Reproduce the lines of the records below word for word, from the line that contains "Radiology assistant, locate the stone" through the final line of the records, both included.

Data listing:
-------------------------

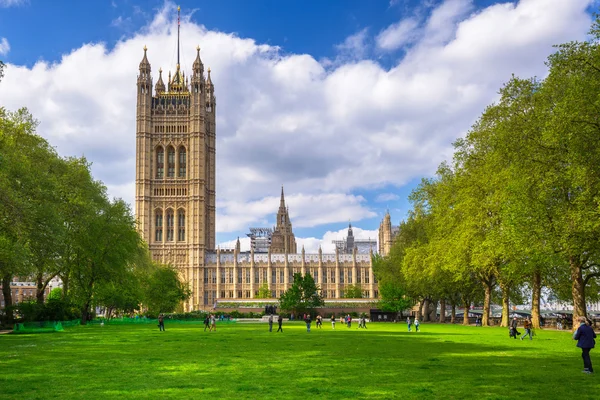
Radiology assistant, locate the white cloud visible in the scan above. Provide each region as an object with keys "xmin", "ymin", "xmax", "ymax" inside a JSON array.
[
  {"xmin": 376, "ymin": 17, "xmax": 419, "ymax": 50},
  {"xmin": 0, "ymin": 0, "xmax": 591, "ymax": 238},
  {"xmin": 335, "ymin": 28, "xmax": 370, "ymax": 61},
  {"xmin": 375, "ymin": 193, "xmax": 400, "ymax": 203},
  {"xmin": 0, "ymin": 38, "xmax": 10, "ymax": 56}
]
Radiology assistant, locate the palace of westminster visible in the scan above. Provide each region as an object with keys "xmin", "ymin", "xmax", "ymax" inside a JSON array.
[{"xmin": 135, "ymin": 15, "xmax": 393, "ymax": 311}]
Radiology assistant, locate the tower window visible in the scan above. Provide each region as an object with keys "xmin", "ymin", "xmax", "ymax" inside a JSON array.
[
  {"xmin": 179, "ymin": 147, "xmax": 187, "ymax": 178},
  {"xmin": 167, "ymin": 210, "xmax": 175, "ymax": 242},
  {"xmin": 154, "ymin": 210, "xmax": 162, "ymax": 242},
  {"xmin": 156, "ymin": 147, "xmax": 165, "ymax": 179},
  {"xmin": 177, "ymin": 210, "xmax": 185, "ymax": 241},
  {"xmin": 167, "ymin": 147, "xmax": 175, "ymax": 178}
]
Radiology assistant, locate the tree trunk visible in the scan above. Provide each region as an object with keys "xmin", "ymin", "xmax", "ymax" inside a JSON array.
[
  {"xmin": 60, "ymin": 274, "xmax": 69, "ymax": 300},
  {"xmin": 35, "ymin": 274, "xmax": 46, "ymax": 304},
  {"xmin": 2, "ymin": 273, "xmax": 15, "ymax": 325},
  {"xmin": 440, "ymin": 297, "xmax": 446, "ymax": 324},
  {"xmin": 500, "ymin": 283, "xmax": 510, "ymax": 328},
  {"xmin": 421, "ymin": 297, "xmax": 429, "ymax": 322},
  {"xmin": 569, "ymin": 256, "xmax": 586, "ymax": 328},
  {"xmin": 481, "ymin": 279, "xmax": 492, "ymax": 326},
  {"xmin": 463, "ymin": 301, "xmax": 471, "ymax": 325},
  {"xmin": 531, "ymin": 268, "xmax": 542, "ymax": 329},
  {"xmin": 81, "ymin": 302, "xmax": 90, "ymax": 325}
]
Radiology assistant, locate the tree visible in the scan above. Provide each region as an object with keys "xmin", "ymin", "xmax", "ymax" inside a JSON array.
[
  {"xmin": 144, "ymin": 265, "xmax": 191, "ymax": 314},
  {"xmin": 257, "ymin": 282, "xmax": 271, "ymax": 299},
  {"xmin": 279, "ymin": 273, "xmax": 325, "ymax": 314},
  {"xmin": 344, "ymin": 284, "xmax": 363, "ymax": 299}
]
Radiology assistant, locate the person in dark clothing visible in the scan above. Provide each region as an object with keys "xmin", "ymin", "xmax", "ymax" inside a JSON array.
[
  {"xmin": 304, "ymin": 314, "xmax": 312, "ymax": 332},
  {"xmin": 508, "ymin": 317, "xmax": 521, "ymax": 339},
  {"xmin": 158, "ymin": 314, "xmax": 165, "ymax": 332},
  {"xmin": 573, "ymin": 317, "xmax": 596, "ymax": 374}
]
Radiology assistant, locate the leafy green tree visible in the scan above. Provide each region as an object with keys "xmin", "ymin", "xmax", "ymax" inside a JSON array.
[
  {"xmin": 279, "ymin": 273, "xmax": 325, "ymax": 314},
  {"xmin": 144, "ymin": 266, "xmax": 191, "ymax": 314},
  {"xmin": 344, "ymin": 284, "xmax": 363, "ymax": 299},
  {"xmin": 258, "ymin": 282, "xmax": 271, "ymax": 299},
  {"xmin": 48, "ymin": 288, "xmax": 62, "ymax": 300}
]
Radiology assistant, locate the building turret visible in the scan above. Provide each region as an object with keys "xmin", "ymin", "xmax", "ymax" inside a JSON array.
[
  {"xmin": 155, "ymin": 68, "xmax": 166, "ymax": 94},
  {"xmin": 270, "ymin": 187, "xmax": 297, "ymax": 254}
]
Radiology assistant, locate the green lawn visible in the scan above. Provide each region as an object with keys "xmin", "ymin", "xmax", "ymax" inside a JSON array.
[{"xmin": 0, "ymin": 321, "xmax": 600, "ymax": 400}]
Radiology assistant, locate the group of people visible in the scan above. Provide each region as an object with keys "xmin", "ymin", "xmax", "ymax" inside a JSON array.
[
  {"xmin": 269, "ymin": 314, "xmax": 283, "ymax": 333},
  {"xmin": 508, "ymin": 317, "xmax": 533, "ymax": 340},
  {"xmin": 406, "ymin": 316, "xmax": 421, "ymax": 332},
  {"xmin": 204, "ymin": 314, "xmax": 217, "ymax": 332}
]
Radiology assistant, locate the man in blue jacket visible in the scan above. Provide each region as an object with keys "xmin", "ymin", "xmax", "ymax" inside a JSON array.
[{"xmin": 573, "ymin": 317, "xmax": 596, "ymax": 374}]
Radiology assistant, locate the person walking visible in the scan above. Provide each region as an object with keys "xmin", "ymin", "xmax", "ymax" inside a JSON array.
[
  {"xmin": 158, "ymin": 314, "xmax": 165, "ymax": 332},
  {"xmin": 521, "ymin": 318, "xmax": 533, "ymax": 340},
  {"xmin": 509, "ymin": 317, "xmax": 520, "ymax": 339},
  {"xmin": 573, "ymin": 317, "xmax": 596, "ymax": 374},
  {"xmin": 304, "ymin": 314, "xmax": 312, "ymax": 332},
  {"xmin": 209, "ymin": 314, "xmax": 217, "ymax": 332}
]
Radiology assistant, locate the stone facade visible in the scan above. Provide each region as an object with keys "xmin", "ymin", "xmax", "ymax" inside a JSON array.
[
  {"xmin": 378, "ymin": 212, "xmax": 399, "ymax": 256},
  {"xmin": 135, "ymin": 24, "xmax": 378, "ymax": 311}
]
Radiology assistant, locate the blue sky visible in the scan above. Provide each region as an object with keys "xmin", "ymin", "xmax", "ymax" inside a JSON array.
[{"xmin": 0, "ymin": 0, "xmax": 597, "ymax": 251}]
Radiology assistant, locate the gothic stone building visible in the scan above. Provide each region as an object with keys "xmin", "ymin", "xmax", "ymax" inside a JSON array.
[{"xmin": 135, "ymin": 39, "xmax": 378, "ymax": 311}]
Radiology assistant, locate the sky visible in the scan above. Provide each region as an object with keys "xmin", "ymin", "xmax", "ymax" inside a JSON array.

-------------------------

• ANSWER TO THIS PROBLEM:
Radiology assistant, locate the stone facade visible in the scan above. Provide each region as an object with keys "xmin", "ymin", "xmax", "ymax" inside a JSON array.
[
  {"xmin": 378, "ymin": 212, "xmax": 399, "ymax": 256},
  {"xmin": 135, "ymin": 24, "xmax": 378, "ymax": 311}
]
Radiology assistant, locate the blue sky visible in the scan above. Provide each region as an object with keys "xmin", "ymin", "xmax", "ymax" inside a JSON array.
[{"xmin": 0, "ymin": 0, "xmax": 597, "ymax": 251}]
Radiology assistant, locate the gothic stone building visible in the scan above. Provide each region as an object with keys "xmin", "ymin", "xmax", "ymax" inside a JSON array.
[{"xmin": 135, "ymin": 39, "xmax": 378, "ymax": 311}]
Radiology assistant, locate the sky visible in the scan above. Provide each region as an object with keys "xmin", "ymin", "xmax", "ymax" inside a JSON array.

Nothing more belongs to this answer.